## SUPPLIED ENTRIES
——
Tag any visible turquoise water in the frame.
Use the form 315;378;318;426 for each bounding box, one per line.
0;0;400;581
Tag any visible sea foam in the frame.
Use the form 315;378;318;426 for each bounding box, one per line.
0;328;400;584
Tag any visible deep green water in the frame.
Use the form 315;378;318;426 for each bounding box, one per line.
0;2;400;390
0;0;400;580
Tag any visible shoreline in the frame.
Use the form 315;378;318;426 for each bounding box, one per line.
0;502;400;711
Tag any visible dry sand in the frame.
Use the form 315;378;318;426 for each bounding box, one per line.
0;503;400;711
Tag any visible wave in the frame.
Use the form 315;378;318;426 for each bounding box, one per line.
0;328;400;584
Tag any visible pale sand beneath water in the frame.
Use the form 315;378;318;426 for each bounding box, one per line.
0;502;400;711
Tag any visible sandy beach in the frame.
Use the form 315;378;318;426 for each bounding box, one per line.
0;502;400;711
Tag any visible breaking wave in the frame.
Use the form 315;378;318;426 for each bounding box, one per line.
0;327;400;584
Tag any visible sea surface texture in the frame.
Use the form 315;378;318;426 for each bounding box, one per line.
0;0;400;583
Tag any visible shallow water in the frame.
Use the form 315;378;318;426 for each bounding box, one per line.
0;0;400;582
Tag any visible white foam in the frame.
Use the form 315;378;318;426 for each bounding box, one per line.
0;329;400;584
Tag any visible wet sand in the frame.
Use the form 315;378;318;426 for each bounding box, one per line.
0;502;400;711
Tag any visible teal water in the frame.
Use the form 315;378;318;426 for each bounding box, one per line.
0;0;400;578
——
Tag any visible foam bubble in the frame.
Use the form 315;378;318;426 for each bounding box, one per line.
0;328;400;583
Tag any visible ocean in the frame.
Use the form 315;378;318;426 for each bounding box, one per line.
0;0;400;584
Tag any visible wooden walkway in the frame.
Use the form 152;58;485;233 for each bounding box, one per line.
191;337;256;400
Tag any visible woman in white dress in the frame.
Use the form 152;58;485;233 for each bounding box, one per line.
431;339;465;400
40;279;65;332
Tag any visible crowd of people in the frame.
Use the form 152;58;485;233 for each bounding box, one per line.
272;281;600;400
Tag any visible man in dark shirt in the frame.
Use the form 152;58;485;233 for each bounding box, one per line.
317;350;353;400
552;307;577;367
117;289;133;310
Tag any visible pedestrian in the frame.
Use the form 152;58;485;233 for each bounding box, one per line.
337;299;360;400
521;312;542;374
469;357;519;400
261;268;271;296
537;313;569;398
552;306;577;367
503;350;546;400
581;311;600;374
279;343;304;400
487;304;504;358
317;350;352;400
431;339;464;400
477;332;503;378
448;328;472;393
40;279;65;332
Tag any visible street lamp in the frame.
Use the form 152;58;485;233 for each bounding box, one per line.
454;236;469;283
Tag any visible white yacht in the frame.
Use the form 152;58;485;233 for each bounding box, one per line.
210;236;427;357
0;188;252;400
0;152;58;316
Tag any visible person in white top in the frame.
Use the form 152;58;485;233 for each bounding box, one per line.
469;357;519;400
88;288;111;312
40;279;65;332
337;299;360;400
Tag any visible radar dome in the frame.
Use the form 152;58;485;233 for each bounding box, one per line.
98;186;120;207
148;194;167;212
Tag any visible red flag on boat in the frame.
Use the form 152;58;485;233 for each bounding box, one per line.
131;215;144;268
——
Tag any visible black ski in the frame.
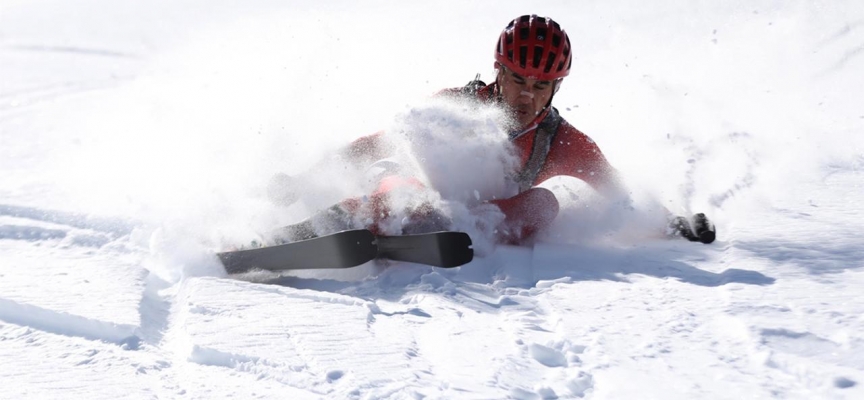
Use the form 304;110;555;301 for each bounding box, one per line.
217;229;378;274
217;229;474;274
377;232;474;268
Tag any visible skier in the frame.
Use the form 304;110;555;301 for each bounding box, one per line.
——
## TASK OBJECTIVE
Revise the lines beginning with the one that contains "Tag any visible white foam in the frame." and going through the one that contains "0;0;400;578", putting "damp sand" in place of "wet sand" and leaving everything else unchanged.

## THE ANSWER
Tag any visible white foam in the frame.
Use the form 315;378;318;426 for each bounding box, one per line.
0;329;400;584
Tag any visible damp sand in the frame.
Use the form 315;378;318;426 for each bounding box, one per line.
0;502;400;711
Tag any visible teal water in the frame.
Use the form 315;378;318;426 for each bounding box, one per line.
0;0;400;578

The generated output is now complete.